▸ REQUIRED TASKS:
a: Answer these questions using the article on West Cork rugby:
(i) Which areas does Gadsden cover in his work as a Community Rugby Officer with Munster?
(ii) In which country were the U20 World Championships held?
(iii) How many times has Darren Sweetnam played for Munster?
b: Pick up the article on West Cork rugby where it stops and write the next few paragraphs.

▸ EXTRACT PROVIDED:
□ □ □ □ □ □ □
West Cork is regarded as a GAA stronghold, the heartland of Gaelic football in the county, but in recent times the west’s conveyor belt of talented rugby players has caused many to sit up and take notice.
This non-traditional rugby area is now supplying several players at provincial and international level.
‘This is rare enough to be honest,’ explains Gadsden, a Community Rugby Officer with Munster, who works in part of West Cork (covering Skibbereen, Bantry and Dunmanway) and Kerry.
‘In the last couple of years the amount of players coming through from West Cork and playing representative rugby with Munster and Ireland, I don’t think there is any pocket of clubs in any part of the country that are getting more representatives on the provincial and national teams.’
Already this year, Skibbereen RFC product David McCarthy (Union Hall) and Bandon RFC’s James French featured for Ireland in the U20 Six Nations, Clonakilty’s Cian Hurley (CBC) and Bantry’s Padraig McCarthy (Coláiste Pobail Bheanntraí) have been involved with the Ireland U18 schools’ team, Bantry’s Josh Wycherley (CC Roscrea) has played for the Ireland U19s, and they are the latest batch.
Look back on the past 16 months, Bantry’s Fineen Wycherley (older brother of Josh) played for Ireland in the 2017 U20 Six Nations and U20 World Championship, and the Skibbereen RFC trio of Gavin and Liam Coombes (first cousins) and David McCarthy also played at those world championships in Georgia.
Fineen has also played for the Munster first team and signed his first professional contract (a one-year development deal) in January, and himself, Gavin, Liam and David have all regularly played for Munster A and have featured at British & Irish Cup level, Fineen and Gavin winning that competition last season.
Then there is West Cork’s finest rugby product of late, Dunmanway’s flying winger Darren Sweetnam, who has played 54 times for Munster since his senior debut in February 2014, impressing off the bench in the recent Champions Cup quarter-final win against Toulon at Thomond Park.
The non-traditional rugby area of West Cork is now harvesting an above average number of representative players, but not only that, local clubs are also making an impact on the Munster scene.
Both Bandon and Skibbereen compete in Muster Junior League Division 1, Clonakilty and Kinsale in Division 2, Bantry Bay operate in Division 3.
□ □ □ □ □ □ □
▸ DATA LINES:
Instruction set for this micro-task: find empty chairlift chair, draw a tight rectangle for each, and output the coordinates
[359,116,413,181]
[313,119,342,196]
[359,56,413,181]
□ □ □ □ □ □ □
▸ WRITTEN RESPONSES:
a:
(i) Part of West Cork (covering Skibbereen, Bantry and Dunmanway) and Kerry.
(ii) Georgia.
(iii) 54 times.

b:
Last month Bandon won MJL Division 1 for the first time since 1992/93, off the back of winning the Munster Junior Cup last season, while at underage level, Bandon, Skibbereen, Clonakilty and Kinsale are all involved at the business end of competitions, winning silverware regularly.
Last Sunday, Bandon beat Skibbereen in an all-West Cork Munster U18 Club Cup final, two local teams in the provincial decider. It was a particularly memorable day for Bandon, also winning the Munster Club U16 Plate final, off the back of winning the U16 Bowl final last Thursday night. A terrific treble.
‘The numbers playing in the clubs in West Cork, especially the younger ages, is very encouraging,’ Ray Gadsden explains.
‘The clubs are maintaining high numbers.
‘Because the coaching has improved, the experience of the kids has improved and they can see a pathway going forward, that gives the players who are really interested in progressing the opportunity to push on.’
The likes of Sweetnam, Fineen Wycherley, the Coombes, they have all shown that a young rugby player in West Cork has the chance – and the pathway – to feature at provincial level, and then Irish level.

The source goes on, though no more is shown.